PAGE:
Last Friday I received an email from the Art House Co-op with a friendly reminder that my submission for the Sketchbook Project Limited Edition was due to be sent in 3 days. In the back of my mind, I knew the deadline was approaching, but it hadn’t really sunk in that April was almost over.
With a full weekend already planned, I knew I wouldn’t have a chance to start working on my sketchbook until Sunday afternoon. I hadn’t started it at all before this, other than the myriad of ideas that had swum through my head over the past few months. Now I had just about 24 hours to figure out what I would do, fill up the sketchbook, scan the pages, and still make it to the post office before 5pm on Monday.
I had to be strategic. All thoughts of taking photos, printing them out, pasting them to one page, and somehow creatively responding to them with a drawing or painting on the facing page flew right out the window.
Somewhere amidst the cobwebs in my mind, and little idea resurfaced. I remembered an old watercolor instruction book that I had discovered among some of my Grandma’s old art supplies. The instructions were a little outdated, so it was earmarked for the recycle bin. Although all the examples were printed in black and white, and therefore maybe not so helpful with waterCOLOR, I did enjoy the texture and values of the different images, and set the book aside for use in future collages.
Only one thing: somewhere along the line I decided that I suck at collage. Part of me never really expected to use the images in the book, but thought they might come in handy for art swaps at the very least.

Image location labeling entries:
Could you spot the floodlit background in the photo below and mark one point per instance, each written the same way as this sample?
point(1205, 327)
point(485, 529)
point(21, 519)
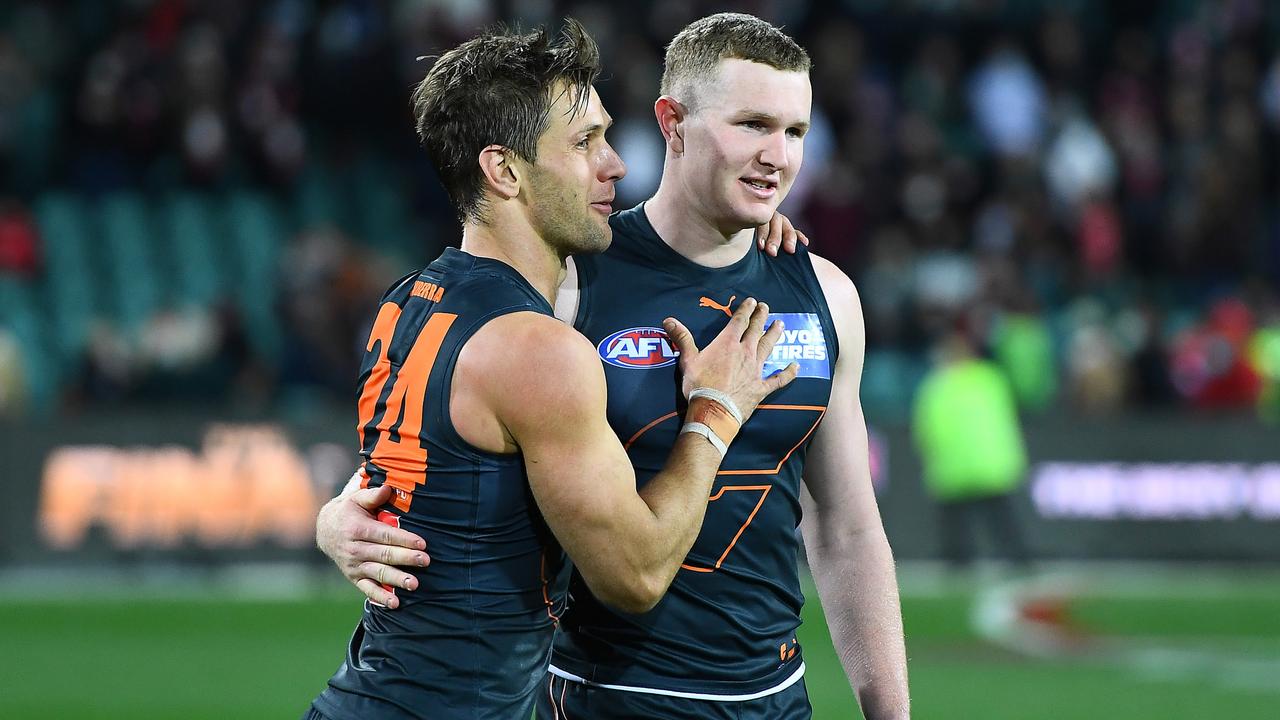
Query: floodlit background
point(201, 201)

WHAT YOU NEED TO DO:
**1.** Return the part of the sketchbook account that opens with the words containing "With a full" and closes with "5pm on Monday.", copied word for word.
**2.** In the records, change "floodlit background" to "lit backdrop" and give all their lines again with nothing else altered, leaving out the pictures.

EXPECTED RESULTS:
**1.**
With a full weekend already planned, I knew I wouldn’t have a chance to start working on my sketchbook until Sunday afternoon. I hadn’t started it at all before this, other than the myriad of ideas that had swum through my head over the past few months. Now I had just about 24 hours to figure out what I would do, fill up the sketchbook, scan the pages, and still make it to the post office before 5pm on Monday.

**2.**
Could you spot the lit backdrop in the photo below and mark one point per instance, each written the same way as this sample?
point(1205, 327)
point(485, 529)
point(21, 519)
Query: lit backdrop
point(201, 201)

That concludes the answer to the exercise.